Task objective:
Format all the items below as a Markdown table with the columns Row and Item line, giving each line its own numbered row and skipping blank lines. Omit the pictures.
____
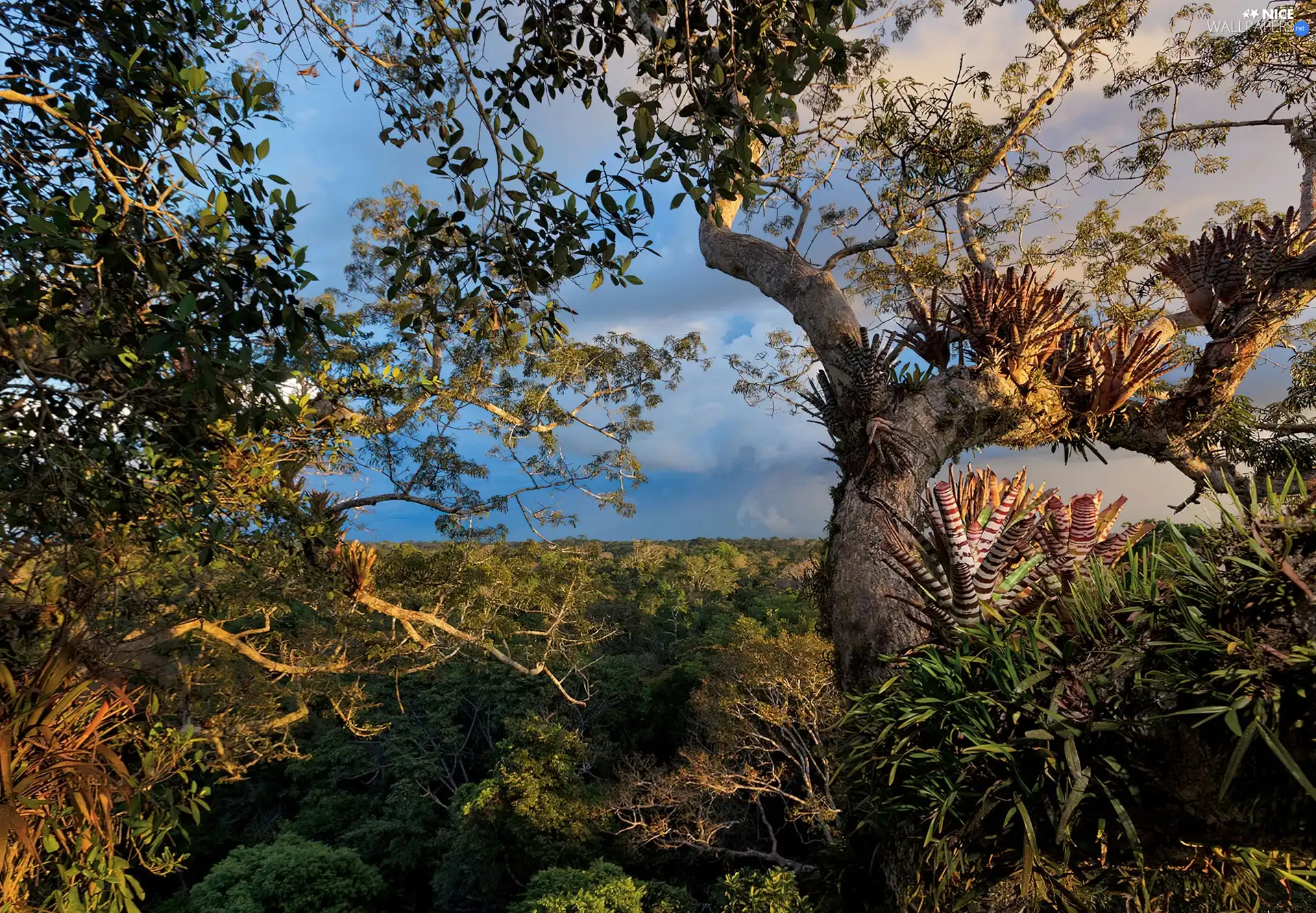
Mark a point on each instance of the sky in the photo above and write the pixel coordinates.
(716, 466)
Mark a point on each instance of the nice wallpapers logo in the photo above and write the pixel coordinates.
(1269, 17)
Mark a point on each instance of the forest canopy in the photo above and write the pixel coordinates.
(973, 692)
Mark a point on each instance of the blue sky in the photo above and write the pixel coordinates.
(716, 466)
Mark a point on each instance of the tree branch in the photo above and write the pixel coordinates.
(411, 616)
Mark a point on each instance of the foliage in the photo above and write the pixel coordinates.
(465, 782)
(150, 279)
(755, 779)
(773, 891)
(1145, 734)
(291, 875)
(90, 787)
(602, 888)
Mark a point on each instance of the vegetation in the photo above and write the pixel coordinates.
(971, 696)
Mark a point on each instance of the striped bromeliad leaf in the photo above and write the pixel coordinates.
(961, 566)
(1071, 535)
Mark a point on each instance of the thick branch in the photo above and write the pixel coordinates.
(1302, 137)
(411, 618)
(811, 295)
(208, 629)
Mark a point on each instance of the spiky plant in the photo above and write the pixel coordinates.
(929, 333)
(1004, 546)
(862, 439)
(80, 786)
(979, 491)
(357, 565)
(1234, 267)
(1145, 744)
(1069, 536)
(1123, 365)
(869, 362)
(1015, 323)
(960, 568)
____
Final result:
| Row | Item line |
|---|---|
| 1 | Mark a point on each instance of the sky in the photo above and write the pixel coordinates. |
| 2 | (716, 466) |
| 3 | Mark a point on each instance of the nice wallpapers logo in the photo above and write the pixel coordinates. |
| 4 | (1269, 17) |
| 5 | Mark a point on each instance of the forest canopy in the photo above and write the pixel coordinates. |
| 6 | (973, 692) |
| 7 | Mark a point on each instance of the blue sky in the photo above and write the pixel coordinates. |
| 8 | (716, 466) |
| 9 | Mark a point on each instance of the tree branch in the photo above and write the pixel coordinates. |
| 10 | (411, 616) |
| 11 | Mark a point on each instance of the foliage in the photo above and write the pixel coordinates. |
| 12 | (465, 782) |
| 13 | (150, 279) |
| 14 | (755, 779) |
| 15 | (773, 891) |
| 16 | (1145, 734) |
| 17 | (291, 875) |
| 18 | (90, 787) |
| 19 | (602, 888) |
| 20 | Mark a point on each instance of the vegetation in the photo above and write the pixel coordinates. |
| 21 | (971, 696) |
| 22 | Mark a point on each instance of the striped bromeliad leaf in the photo above and write the pixel coordinates. |
| 23 | (961, 566) |
| 24 | (1071, 535) |
| 25 | Mark a point on each instance of the thick branch in the photo above and write the pixel coordinates. |
| 26 | (1302, 137) |
| 27 | (411, 618) |
| 28 | (811, 295) |
| 29 | (208, 629) |
| 30 | Mark a point on each instance of the spiky plant in the photo above and write the pixel coordinates. |
| 31 | (929, 333) |
| 32 | (1004, 546) |
| 33 | (862, 439) |
| 34 | (80, 786) |
| 35 | (979, 491) |
| 36 | (357, 565) |
| 37 | (1234, 267) |
| 38 | (1145, 744) |
| 39 | (1069, 536) |
| 40 | (1123, 365) |
| 41 | (869, 362) |
| 42 | (1015, 323) |
| 43 | (960, 568) |